◆ Task requirements
[1] Print the stretch of the Schlitz bottle thread from "# Schlitz Bottle" through "CanadianBottles (Oct 8, 2020)".
[2] Answer these questions about the Schlitz bottle thread:
(a) About how many ounces did BF109 think the bottle holds?
(b) What did CanadianBottles say would better help to date the bottle?
(c) What kind of cracks did UncleBruce see on the bottle?
[3] Write the next part of the Schlitz bottle thread, picking up after its final line.

** begin Text **

# Schlitz Bottle



## BF109 (Oct 8, 2020)

I found this Schlitz bottle years ago and it's been up in the attic until I thought of it the other day. I'm curious as to when it was made if anyone knows.  I don't think it's very old, I'd guess 60s or 70s. Looks like it holds about 12 oz.  A keeper or junk?  Thanks!


----------



## CanadianBottles (Oct 8, 2020)

Looks earlier than the 60s to me.  A photo of the base would better help to date it.


----------



## UncleBruce (Oct 8, 2020)

BF109 said:


> I found this Schlitz bottle years ago and it's been up in the attic until I thought of it the other day. I'm curious as to when it was made if anyone knows.  I don't think it's very old, I'd guess 60s or 70s. Looks like it holds about 12 oz.  A keeper or junk?  Thanks!


This is just a guess based on the bottle looking like a machine made crown top.  1915-1920ish or possibly late 1930s.  Marks on the bottle could help. 
There is a dedicated following for the SCHLITZ brewing company bottles.  Still this bottle is a shoulder embossed, which decreases the demand a bit.  I will say this embossing is a bit different than the normal.  Don't know if the helps, but it is more attractive.  I can see several fisheye cracks on the bottle to and that hurts the value too.  If it were mine I wouldn't throw it away.


----------



## BF109 (Oct 8, 2020)

CanadianBottles said:


> Looks earlier than the 60s to me.  A photo of the base would better help to date it.



Thanks CanadianBottles, a few more pictures if it helps


----------



## BF109 (Oct 8, 2020)

UncleBruce said:


> This is just a guess based on the bottle looking like a machine made crown top.  1915-1920ish or possibly late 1930s.  Marks on the bottle could help.

** end Text **
** begin Extracted information **

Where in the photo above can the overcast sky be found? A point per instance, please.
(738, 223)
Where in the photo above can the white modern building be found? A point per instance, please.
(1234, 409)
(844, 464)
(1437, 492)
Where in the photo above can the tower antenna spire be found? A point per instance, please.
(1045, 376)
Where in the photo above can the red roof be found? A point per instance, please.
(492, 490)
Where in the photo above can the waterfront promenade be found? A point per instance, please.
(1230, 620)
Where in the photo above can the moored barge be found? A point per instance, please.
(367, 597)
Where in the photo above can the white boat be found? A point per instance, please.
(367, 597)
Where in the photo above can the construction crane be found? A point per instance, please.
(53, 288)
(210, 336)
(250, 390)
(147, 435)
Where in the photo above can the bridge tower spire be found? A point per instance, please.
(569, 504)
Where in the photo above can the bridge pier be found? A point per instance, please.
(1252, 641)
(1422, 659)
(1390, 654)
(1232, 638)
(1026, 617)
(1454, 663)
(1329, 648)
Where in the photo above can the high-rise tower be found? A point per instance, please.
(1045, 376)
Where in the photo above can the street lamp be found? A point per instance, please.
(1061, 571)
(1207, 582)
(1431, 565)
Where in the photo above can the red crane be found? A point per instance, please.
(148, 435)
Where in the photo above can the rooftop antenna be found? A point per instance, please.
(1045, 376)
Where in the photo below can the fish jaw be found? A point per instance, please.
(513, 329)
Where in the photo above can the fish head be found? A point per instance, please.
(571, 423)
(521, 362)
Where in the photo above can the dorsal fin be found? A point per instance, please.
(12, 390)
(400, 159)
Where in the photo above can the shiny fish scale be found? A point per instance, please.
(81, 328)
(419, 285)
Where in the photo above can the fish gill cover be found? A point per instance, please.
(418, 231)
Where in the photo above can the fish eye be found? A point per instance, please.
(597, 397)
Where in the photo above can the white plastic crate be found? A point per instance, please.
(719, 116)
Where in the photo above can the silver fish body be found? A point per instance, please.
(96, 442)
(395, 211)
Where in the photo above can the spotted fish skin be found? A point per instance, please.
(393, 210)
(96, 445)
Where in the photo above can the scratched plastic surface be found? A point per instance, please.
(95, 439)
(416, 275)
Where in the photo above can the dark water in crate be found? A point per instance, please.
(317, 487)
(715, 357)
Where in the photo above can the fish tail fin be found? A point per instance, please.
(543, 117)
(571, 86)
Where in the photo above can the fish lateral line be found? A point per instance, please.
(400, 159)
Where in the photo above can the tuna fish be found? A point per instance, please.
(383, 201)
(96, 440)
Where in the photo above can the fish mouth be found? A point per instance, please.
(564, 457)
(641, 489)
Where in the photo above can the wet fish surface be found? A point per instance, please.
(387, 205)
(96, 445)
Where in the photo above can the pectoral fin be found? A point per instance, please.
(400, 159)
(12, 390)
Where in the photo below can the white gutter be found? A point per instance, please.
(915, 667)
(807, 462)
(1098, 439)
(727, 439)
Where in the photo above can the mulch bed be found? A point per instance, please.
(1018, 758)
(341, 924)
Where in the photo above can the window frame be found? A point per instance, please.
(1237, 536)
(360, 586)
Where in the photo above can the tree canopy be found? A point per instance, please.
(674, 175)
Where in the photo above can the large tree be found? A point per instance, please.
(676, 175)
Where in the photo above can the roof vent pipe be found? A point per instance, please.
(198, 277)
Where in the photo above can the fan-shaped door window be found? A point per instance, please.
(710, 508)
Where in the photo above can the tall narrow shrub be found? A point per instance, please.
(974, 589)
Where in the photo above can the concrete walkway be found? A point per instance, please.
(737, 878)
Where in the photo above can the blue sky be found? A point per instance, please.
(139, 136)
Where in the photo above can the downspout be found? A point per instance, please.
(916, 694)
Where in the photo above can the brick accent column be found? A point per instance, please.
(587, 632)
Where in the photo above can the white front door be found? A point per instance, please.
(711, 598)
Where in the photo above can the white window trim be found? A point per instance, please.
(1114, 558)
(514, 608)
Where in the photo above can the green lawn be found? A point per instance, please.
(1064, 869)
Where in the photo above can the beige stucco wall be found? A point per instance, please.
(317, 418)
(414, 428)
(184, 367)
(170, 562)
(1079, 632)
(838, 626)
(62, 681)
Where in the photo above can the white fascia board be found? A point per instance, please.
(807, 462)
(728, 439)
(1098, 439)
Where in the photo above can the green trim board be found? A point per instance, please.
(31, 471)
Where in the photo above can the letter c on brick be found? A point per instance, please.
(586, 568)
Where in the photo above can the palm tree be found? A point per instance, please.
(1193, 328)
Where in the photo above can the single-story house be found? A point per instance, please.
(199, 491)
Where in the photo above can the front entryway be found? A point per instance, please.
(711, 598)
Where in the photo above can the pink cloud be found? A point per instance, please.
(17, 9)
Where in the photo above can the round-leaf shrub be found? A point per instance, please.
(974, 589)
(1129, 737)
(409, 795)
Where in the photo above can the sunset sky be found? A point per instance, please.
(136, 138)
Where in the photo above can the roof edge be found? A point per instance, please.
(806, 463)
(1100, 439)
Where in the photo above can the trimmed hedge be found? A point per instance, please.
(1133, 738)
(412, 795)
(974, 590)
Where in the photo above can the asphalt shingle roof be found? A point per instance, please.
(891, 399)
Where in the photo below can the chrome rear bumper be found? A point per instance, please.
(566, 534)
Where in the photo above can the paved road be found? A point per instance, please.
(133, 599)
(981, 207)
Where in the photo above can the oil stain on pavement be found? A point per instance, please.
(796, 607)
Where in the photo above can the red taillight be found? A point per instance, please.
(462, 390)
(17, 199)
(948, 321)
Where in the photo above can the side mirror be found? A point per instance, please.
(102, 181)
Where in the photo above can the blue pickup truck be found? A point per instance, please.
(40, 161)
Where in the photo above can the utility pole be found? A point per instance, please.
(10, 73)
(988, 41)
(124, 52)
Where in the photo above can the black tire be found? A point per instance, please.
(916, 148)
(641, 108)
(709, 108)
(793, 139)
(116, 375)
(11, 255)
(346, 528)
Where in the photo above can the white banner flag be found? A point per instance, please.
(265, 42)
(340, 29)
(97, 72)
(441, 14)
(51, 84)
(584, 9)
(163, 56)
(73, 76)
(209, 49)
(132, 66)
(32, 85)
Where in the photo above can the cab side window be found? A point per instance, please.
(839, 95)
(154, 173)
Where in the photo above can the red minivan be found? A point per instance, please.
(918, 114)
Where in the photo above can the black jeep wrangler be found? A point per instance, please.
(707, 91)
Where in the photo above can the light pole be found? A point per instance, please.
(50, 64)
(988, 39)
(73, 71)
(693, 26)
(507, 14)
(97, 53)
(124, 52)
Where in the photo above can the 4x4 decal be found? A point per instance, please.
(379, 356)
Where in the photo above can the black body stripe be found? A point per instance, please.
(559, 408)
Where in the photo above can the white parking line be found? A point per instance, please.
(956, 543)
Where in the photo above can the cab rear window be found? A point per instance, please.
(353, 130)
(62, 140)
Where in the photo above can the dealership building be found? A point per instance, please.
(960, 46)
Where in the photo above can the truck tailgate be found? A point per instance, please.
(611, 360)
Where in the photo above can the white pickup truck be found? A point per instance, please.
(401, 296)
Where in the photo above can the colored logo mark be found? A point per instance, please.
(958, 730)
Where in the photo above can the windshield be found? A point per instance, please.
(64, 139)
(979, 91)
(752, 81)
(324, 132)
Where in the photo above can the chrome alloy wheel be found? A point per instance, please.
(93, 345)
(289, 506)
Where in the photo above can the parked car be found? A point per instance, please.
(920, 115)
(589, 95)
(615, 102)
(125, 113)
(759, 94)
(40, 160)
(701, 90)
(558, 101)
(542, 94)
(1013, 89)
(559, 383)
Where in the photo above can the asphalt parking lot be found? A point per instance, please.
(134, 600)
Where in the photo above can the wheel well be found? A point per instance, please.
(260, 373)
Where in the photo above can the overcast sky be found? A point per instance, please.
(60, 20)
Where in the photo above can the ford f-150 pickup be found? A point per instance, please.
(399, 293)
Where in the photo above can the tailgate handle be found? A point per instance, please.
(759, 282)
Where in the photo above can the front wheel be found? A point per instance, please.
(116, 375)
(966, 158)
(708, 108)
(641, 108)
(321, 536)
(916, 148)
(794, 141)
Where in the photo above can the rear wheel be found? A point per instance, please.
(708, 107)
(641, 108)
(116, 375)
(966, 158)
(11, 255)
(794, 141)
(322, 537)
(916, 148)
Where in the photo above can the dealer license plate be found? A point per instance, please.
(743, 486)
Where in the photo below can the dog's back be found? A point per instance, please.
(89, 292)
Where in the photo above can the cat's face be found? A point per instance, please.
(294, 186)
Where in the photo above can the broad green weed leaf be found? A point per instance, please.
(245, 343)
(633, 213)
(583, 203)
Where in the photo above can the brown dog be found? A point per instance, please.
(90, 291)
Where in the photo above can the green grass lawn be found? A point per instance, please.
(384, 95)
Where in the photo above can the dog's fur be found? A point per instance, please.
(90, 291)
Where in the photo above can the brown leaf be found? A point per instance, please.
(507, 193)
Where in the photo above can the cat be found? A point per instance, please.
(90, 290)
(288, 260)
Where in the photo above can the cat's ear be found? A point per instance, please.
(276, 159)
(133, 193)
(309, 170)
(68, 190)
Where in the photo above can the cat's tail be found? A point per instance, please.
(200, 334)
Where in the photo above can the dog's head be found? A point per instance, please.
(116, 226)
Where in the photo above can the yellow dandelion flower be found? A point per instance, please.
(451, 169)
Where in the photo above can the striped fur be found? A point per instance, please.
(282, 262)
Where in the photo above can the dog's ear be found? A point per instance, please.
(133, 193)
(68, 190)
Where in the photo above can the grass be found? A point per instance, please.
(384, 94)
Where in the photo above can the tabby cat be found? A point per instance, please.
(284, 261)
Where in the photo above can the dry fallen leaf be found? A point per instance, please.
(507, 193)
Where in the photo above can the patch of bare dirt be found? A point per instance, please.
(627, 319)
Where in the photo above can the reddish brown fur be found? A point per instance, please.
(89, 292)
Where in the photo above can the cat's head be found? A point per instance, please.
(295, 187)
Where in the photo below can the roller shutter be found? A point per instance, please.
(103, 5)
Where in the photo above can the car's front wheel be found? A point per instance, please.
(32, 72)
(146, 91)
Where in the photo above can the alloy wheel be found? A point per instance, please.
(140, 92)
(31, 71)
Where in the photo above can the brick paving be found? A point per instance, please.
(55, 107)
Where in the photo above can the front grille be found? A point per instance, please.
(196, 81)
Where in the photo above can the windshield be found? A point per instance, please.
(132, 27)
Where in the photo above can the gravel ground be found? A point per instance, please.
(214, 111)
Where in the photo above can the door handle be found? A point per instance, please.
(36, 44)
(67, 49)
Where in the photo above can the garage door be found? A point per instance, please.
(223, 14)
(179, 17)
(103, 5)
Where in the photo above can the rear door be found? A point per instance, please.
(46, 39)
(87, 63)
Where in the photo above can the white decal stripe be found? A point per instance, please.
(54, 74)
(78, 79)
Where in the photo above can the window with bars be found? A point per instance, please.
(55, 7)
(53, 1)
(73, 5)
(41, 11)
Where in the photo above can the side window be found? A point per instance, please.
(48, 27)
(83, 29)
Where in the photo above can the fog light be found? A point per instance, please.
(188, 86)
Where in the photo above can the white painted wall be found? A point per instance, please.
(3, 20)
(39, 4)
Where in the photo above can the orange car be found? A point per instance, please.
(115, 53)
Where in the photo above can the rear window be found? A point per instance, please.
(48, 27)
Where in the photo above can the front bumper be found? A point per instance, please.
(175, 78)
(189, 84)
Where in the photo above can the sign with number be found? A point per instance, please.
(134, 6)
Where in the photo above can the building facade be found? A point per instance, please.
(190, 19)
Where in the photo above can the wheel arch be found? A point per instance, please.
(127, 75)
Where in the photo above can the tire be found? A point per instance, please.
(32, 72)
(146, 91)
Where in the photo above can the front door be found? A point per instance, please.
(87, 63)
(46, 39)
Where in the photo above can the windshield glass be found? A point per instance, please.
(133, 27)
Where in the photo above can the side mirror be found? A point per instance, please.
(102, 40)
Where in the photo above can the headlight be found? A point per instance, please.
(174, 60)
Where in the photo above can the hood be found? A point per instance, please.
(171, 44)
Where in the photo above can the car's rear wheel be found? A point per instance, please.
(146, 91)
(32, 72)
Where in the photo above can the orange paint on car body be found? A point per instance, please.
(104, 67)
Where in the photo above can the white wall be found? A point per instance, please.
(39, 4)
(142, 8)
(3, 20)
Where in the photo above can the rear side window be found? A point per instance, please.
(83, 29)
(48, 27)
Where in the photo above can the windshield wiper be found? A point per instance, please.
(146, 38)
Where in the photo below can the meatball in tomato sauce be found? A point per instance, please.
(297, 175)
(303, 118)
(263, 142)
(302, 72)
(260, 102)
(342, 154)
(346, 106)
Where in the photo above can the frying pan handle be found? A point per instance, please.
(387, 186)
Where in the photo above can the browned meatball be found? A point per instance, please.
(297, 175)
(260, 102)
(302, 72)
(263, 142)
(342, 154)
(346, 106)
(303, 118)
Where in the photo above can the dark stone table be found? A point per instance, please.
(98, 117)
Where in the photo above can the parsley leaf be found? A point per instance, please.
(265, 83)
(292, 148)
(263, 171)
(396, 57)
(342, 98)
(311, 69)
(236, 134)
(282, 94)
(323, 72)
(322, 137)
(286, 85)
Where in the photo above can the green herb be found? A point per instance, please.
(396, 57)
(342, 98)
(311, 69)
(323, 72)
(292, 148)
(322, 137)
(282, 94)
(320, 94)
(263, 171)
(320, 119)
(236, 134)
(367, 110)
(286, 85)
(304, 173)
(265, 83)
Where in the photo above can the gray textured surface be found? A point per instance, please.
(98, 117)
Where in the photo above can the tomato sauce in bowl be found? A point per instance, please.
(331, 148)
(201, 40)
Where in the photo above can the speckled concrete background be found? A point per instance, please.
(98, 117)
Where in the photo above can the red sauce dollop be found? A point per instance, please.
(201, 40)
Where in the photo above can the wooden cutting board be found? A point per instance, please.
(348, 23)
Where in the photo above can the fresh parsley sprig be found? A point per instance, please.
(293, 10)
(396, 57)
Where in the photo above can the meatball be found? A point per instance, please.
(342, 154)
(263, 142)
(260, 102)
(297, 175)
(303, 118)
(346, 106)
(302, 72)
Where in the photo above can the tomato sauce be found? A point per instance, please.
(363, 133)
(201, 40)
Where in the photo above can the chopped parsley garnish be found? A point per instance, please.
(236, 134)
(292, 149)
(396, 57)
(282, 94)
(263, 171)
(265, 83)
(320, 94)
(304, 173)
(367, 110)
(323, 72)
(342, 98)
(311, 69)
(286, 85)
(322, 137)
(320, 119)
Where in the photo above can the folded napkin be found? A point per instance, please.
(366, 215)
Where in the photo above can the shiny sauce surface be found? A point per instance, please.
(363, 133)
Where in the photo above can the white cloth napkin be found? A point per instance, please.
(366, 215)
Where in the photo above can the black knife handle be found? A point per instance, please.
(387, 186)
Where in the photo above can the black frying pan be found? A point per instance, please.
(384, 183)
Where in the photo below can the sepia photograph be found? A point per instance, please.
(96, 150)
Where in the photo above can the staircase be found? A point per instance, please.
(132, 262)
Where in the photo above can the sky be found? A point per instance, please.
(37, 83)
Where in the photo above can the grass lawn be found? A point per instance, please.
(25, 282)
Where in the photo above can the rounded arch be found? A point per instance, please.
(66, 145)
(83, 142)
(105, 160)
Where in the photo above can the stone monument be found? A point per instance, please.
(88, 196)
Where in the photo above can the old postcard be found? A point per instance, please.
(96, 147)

** end Extracted information **

◆ Response list
[1]
# Schlitz Bottle



## BF109 (Oct 8, 2020)

I found this Schlitz bottle years ago and it's been up in the attic until I thought of it the other day. I'm curious as to when it was made if anyone knows.  I don't think it's very old, I'd guess 60s or 70s. Looks like it holds about 12 oz.  A keeper or junk?  Thanks!


----------



## CanadianBottles (Oct 8, 2020)

[2]
(a) About 12 oz.
(b) A photo of the base.
(c) Several fisheye cracks.

[3]
> There is a dedicated following for the SCHLITZ brewing company bottles.  Still this bottle is a shoulder embossed, which decreases the demand a bit.  I will say this embossing is a bit different than the normal.  Don't know if the helps, but it is more attractive.  I can see several fisheye cracks on the bottle to and that hurts the value too.  If it were mine I wouldn't throw it away.



Yeah, found it at a demolition site so it was knocked around a bit.    I'll hang onto it, it is kinda cool.  Thank you!


----------



## Timelypicken (Oct 8, 2020)

I would guess the 30’s


----------



## hemihampton (Oct 8, 2020)

I would guess time frame anywhere from around 1905-1919. Pre Prohibition. By 1933 after repeal of Prohibition embossed Beer Bottles bottles were replaced with Paper Labels. I have hundreds & hundreds of Beer Bottles from 1933-1950's & all are Paper Label with no embossing. Only other option could be Prohibition (1919-1932) but unlikely but possible. LEON.


----------



## embe (Oct 8, 2020)

I wouldn't say it's junk.
Reminds me of an old University party.


----------



## BF109 (Oct 8, 2020)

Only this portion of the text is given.